## Travail demandé
**1)** Dans la citation de Hume que reproduit le texte sur Olivecrona, relevez tous les adjectifs qui qualifient les gouvernements fondés sur l'opinion.
**2)** Reprenez le texte sur la pensée juridique d'Olivecrona à la suite de sa dernière phrase.

## Document
######

De même, si on veut bien reconnaître l’importance de la subordination de chaque individu à l’État, si même on est tenté de voir en Olivecrona le contemporain voire le précurseur de travaux de sociologie du droit ayant trait à l’État, on aimerait en savoir un peu plus sur les modalités par lesquelles se crée ce sentiment de subordination que, d’après Olivecrona, nous éprouvons à chaque instant.
Mais, là encore, il n’en dit quasiment rien. En d’autres termes, l’analyse de Olivecrona ne saurait être rejetée comme peu pertinente, mais elle ne saurait non plus être acceptée sans qu’on y regarde à deux fois. Mieux, on peut douter des capacités de la science juridique telle que Olivecrona la conçoit – la description des représentations mentales d’actes qui trouvent leur expression dans la loi – à fournir les éléments qui nous manquent. Sa science juridique reste encore très conceptuelle, profondément ancrée dans une analyse d’inspiration formaliste et à peine disposée à laisser la place à une démarche empirique. Dans ces conditions, la science juridique suppose nécessairement une analyse philosophique, sociologique voire psychologique des mécanismes d’obéissance. A cet égard, on regrette que Olivecrona n’ait pas lu ou relu Hume car il y aurait peut-être trouvé de quoi alimenter sa propre réflexion sur la force obligatoire du droit et les conditions d’obéissance au pouvoir. Ainsi, Hume écrivait :
« Rien ne paraît plus surprenant à ceux qui contemplent les choses humaines d'un œil philosophique, que de voir la facilité avec laquelle le grand nombre est gouverné par le petit, et l'humble soumission avec laquelle les hommes sacrifient leurs sentiments et leurs penchants à ceux de leurs chefs. Quelle est la cause de cette merveille? Ce n'est pas la force; les sujets sont toujours les plus forts. Ce ne peut donc être que l'opinion. C'est sur l'opinion que tout gouvernement est fondé, le plus despotique et le plus militaire, aussi bien que le plus populaire et le plus libre ».
Or, la démonstration de Olivecrona n’emporte ensuite pas l’adhésion en ce qu’elle fait précisément fi de nombre des mécanismes et des discours tendant à fabriquer ou façonner l’opinion mis en évidence tant par la sociologie du droit que – aussi paradoxal que cela soit – par la théorie normativiste.

######

Extraits d'un jeu de données d'annotation de localisation
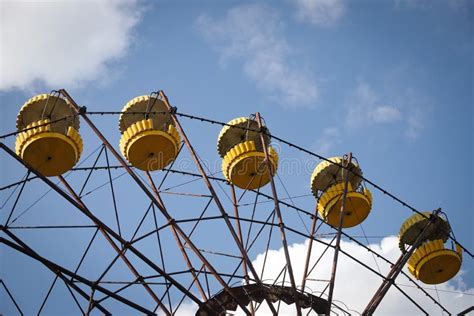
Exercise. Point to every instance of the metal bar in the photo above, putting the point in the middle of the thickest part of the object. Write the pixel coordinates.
(272, 215)
(310, 247)
(178, 241)
(60, 271)
(82, 112)
(239, 232)
(158, 239)
(397, 267)
(281, 225)
(298, 209)
(107, 229)
(17, 198)
(120, 252)
(94, 166)
(347, 162)
(217, 201)
(11, 297)
(47, 294)
(113, 193)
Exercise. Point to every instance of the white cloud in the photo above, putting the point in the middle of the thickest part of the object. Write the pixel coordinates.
(254, 35)
(355, 285)
(320, 12)
(62, 43)
(365, 107)
(385, 113)
(329, 137)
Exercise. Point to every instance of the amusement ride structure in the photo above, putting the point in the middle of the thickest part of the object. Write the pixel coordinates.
(178, 249)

######

## Réponses attendues
**1)** despotique, militaire, populaire, libre

**2)**
Il y a à cet égard quelque facilité de la part de Olivecrona à qualifier la construction de l’État comme « personne juridique » de leurre. Du moins cela revient-il à jeter le bébé normativiste avec l’eau du bain. Qu’on ne veuille pas adhérer au dualisme ontologique kelsénien est une chose bien compréhensible sinon parfaitement acceptable, mais que l’on rejette dans le même temps tout ce que ce dualisme décrit l’est moins. On s’étonne que Olivecrona n’ait pas un seul instant envisagé de penser l’État comme une « fiction non fictive » pour s’interroger sur les mécanismes par lesquels cette fiction d’une unité de pouvoir opère dans le monde social. Sans doute faut-il y voir ici une encore trop grande subordination à la pensée de Hägerström. Or, une lecture charitable ou empathique de Olivecrona laisse penser qu’il aurait fort bien pu parvenir de lui-même à cette thèse. Mais encore eût-il en effet fallu qu’il prît au sérieux la dimension à la fois psychologique et historique de cette construction quand il semble ne s’intéresser qu’à la dimension causale et mécaniste. Et plutôt que de se contenter de plaider contre Kelsen, de vouloir dissoudre les brumes métaphysiques après en avoir dénoncé les méfaits, il aurait sans aucun doute gagné à inverser les causes et les effets, à s’interroger non pas tant sur les effets psychologiques de l’obéissance que sur les causes sociologiques de la construction de cette « fiction » d’un État comme totalité unifiante, de cette anthropomorphisation qu’il dénonce avec tant de vigueur.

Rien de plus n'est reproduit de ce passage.